**Texte de la page**
Deux des plus grandes dragues au monde

Source Le Télégramme de Brest Jean Yves Brouard

La drague Pas de Calais II est dite « à godets », car une chaîne d’énormes godets, disposée sur le pont et sous la surface, permet de creuser, dans une noria sans fin, les fonds sableux ou vaseux. Collection Jean- Marc Godin         







Lancement de la drague Pas de Calais

Deux dragues françaises parmi les plus grandes du monde, avant comme après la guerre, ont été construites par des chantiers français.

La drague Pas de Calais II est dite « à godets » car une chaîne d’énormes godets, disposée sur le pont et sous la surface, permet de creuser, dans une noria sans fin, le fond sableux ou vaseux des estuaires, des fleuves, des chenaux et de certaines zones côtières. Les déchets et les détritus récoltés sont ensuite transvasés dans des bâtiments annexes, les porteurs, et emportés loin de là. Sans les dragues, à godets ou à aspiration (autre technique), des pays à façade maritime comme la France pourraient rapidement ne plus avoir d’échanges commerciaux, dans un sens et dans l’autre, avec le reste du monde : une grande partie des cargaisons voyage par cargos et pétroliers (ceci est moins vrai de nos jours, grâce aux porte-conteneurs et aux ports en eau profonde).

**Exercices à faire**
1) Dans le texte sur les dragues, où vont les déchets et détritus ramassés par la drague Pas de Calais II ?
2) Poursuivez le texte sur les dragues à la suite de sa dernière phrase.

**Données fournies**
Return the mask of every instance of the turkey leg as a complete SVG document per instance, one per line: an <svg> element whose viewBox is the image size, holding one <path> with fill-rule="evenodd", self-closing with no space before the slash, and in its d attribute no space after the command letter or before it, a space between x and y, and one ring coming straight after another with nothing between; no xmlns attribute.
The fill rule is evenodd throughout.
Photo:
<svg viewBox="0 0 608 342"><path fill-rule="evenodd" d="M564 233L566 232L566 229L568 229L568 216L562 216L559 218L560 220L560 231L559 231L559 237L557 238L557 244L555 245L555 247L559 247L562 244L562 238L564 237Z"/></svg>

**Réponses par exercice**
1) Ils sont transvasés dans des bâtiments annexes, les porteurs, qui les emportent loin de là.

2)
Pas de Calais II : 15 000 m3 de vases par jour

Lancée en septembre 1933, aux Ateliers et Chantiers de France, à Dunkerque (Nord), pour les Ponts & Chaussées, en présence de diverses personnalités dont le maire de Lille, Roger Salengro, la Pas de Calais II impressionne par ses performances pour l’époque : travaillant à une profondeur de 21 à 23 mètres sous la mer, elle est capable d’enlever, chaque jour, 15 000 m3 de vases. Sans doute la plus grande au monde, elle peut se rendre dans divers ports de la Manche, de Dunkerque au Havre.

La Seconde Guerre mondiale arrive. La drague rallie Nantes au printemps 1940, emportant les familles de marins fuyant l’avancée allemande. Mais, en août 1944, les Occupants défaits la sabordent en aval de la ville, pour former avec d’autres bateaux un barrage destiné à bloquer la navigation. Renflouée en 1947, elle est remise en service en août 1951 – elle connaît alors un second lancement – et rejoint Boulogne-sur-Mer.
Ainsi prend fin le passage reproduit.